#### Boundary labeling listing:
● ● ●

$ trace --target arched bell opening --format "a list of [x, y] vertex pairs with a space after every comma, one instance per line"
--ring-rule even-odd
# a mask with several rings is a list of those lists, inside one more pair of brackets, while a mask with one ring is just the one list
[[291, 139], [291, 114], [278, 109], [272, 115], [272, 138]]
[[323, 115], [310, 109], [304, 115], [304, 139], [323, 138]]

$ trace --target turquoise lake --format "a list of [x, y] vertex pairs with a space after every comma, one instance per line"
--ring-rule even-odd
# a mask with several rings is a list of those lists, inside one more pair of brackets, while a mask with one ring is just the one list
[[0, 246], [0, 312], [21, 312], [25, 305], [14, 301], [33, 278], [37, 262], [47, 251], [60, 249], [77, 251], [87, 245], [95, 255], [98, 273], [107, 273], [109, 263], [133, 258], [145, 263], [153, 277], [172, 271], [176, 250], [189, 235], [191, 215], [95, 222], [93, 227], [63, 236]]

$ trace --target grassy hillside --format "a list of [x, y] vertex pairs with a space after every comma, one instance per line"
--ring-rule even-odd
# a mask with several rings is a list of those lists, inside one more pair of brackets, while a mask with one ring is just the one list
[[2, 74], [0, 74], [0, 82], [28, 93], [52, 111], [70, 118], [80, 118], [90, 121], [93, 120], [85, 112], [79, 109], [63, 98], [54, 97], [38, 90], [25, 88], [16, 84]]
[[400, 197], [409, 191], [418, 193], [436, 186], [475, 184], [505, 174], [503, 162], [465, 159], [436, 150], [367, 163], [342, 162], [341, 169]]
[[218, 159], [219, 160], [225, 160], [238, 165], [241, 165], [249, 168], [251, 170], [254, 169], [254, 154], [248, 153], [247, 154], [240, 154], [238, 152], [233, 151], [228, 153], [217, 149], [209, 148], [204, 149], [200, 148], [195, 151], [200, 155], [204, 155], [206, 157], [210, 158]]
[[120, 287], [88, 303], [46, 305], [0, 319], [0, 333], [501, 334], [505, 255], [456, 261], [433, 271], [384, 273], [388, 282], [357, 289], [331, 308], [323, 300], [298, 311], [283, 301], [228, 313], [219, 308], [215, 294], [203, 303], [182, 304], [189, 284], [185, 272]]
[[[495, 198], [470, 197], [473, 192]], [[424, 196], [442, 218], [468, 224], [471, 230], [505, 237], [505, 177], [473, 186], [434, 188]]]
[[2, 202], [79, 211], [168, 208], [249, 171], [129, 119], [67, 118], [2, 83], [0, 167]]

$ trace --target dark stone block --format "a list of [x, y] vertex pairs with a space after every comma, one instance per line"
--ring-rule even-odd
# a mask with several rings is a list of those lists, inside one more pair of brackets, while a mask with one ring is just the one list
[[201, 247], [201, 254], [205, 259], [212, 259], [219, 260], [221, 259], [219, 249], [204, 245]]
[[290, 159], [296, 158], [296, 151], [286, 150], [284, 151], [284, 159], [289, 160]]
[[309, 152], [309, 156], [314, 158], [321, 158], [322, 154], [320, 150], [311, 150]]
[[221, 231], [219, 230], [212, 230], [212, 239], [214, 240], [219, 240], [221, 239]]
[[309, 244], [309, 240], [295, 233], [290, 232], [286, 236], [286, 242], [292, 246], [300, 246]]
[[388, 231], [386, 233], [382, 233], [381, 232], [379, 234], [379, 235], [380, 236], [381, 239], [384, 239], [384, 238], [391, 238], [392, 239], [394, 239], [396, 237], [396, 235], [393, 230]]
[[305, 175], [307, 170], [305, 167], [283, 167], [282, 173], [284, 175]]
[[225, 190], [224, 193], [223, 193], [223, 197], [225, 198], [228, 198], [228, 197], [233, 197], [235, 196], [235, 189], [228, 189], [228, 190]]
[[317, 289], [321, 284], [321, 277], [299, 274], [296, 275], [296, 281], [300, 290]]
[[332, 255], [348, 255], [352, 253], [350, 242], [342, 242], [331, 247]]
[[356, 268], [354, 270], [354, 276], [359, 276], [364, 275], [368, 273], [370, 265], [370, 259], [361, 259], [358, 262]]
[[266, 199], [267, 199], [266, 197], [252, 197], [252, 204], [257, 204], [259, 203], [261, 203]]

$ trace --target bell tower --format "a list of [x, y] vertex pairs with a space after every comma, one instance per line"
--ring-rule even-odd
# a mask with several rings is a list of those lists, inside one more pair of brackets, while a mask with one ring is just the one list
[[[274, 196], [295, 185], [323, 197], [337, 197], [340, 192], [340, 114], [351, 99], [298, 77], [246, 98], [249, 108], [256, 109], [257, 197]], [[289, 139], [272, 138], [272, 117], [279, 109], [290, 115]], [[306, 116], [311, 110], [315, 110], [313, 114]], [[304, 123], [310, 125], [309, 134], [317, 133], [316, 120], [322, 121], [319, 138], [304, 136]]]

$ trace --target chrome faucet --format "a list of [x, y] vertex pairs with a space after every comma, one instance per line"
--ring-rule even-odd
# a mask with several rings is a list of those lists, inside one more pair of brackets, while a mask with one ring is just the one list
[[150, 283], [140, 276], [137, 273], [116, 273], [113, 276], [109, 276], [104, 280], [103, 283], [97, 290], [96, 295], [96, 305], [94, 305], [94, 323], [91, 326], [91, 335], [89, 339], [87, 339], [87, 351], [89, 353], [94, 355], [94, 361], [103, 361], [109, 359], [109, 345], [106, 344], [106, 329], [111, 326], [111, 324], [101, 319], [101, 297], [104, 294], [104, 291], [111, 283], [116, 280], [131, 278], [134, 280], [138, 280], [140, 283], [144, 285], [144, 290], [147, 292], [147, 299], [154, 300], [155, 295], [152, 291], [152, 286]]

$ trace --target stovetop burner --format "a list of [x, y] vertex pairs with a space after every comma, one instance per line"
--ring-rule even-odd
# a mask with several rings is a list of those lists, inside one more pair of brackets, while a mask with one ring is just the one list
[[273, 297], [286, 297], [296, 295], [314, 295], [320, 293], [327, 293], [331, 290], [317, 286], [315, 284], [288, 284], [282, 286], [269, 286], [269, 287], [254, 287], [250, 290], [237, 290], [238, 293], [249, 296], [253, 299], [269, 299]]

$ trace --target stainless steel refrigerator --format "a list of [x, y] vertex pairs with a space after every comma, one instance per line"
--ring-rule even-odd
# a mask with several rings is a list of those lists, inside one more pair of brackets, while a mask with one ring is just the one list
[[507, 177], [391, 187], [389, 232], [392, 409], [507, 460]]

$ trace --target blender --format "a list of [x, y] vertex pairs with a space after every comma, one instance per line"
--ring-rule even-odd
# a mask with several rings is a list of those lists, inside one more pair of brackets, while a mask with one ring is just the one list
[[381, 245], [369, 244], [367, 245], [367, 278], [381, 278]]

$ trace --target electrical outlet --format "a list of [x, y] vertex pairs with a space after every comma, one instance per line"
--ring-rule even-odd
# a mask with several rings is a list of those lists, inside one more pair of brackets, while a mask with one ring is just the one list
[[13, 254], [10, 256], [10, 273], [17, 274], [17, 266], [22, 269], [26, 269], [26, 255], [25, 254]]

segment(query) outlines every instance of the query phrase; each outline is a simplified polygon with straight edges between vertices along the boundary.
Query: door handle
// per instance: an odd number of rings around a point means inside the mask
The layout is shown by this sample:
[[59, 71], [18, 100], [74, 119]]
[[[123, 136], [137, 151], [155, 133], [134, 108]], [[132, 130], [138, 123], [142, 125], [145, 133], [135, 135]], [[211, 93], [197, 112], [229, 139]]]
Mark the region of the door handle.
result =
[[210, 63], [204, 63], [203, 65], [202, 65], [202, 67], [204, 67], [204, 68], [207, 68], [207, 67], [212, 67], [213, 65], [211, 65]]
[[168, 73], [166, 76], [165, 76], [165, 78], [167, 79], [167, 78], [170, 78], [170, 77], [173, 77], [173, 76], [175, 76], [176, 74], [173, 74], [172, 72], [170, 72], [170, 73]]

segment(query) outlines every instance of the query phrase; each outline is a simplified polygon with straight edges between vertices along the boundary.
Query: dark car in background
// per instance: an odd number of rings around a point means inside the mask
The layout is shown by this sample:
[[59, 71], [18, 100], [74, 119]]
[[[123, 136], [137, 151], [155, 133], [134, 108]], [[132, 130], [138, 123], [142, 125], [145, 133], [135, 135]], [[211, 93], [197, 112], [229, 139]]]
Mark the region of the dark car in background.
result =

● ● ●

#### WHAT THE TASK ASKS:
Update everything from the start of the listing down to the line containing "[[291, 139], [291, 114], [278, 109], [272, 115], [272, 138]]" by replacing "even-odd" with "nonzero", keeping everything else the same.

#### RESPONSE FOR THIS EXERCISE:
$ trace --target arched bell opening --format "a list of [x, y] vertex pairs with a space after every comma, one instance per line"
--ring-rule nonzero
# a mask with several rings is a list of those lists, inside one more pair of brackets, while a mask with one ring is just the one list
[[291, 139], [291, 114], [278, 109], [272, 115], [272, 138]]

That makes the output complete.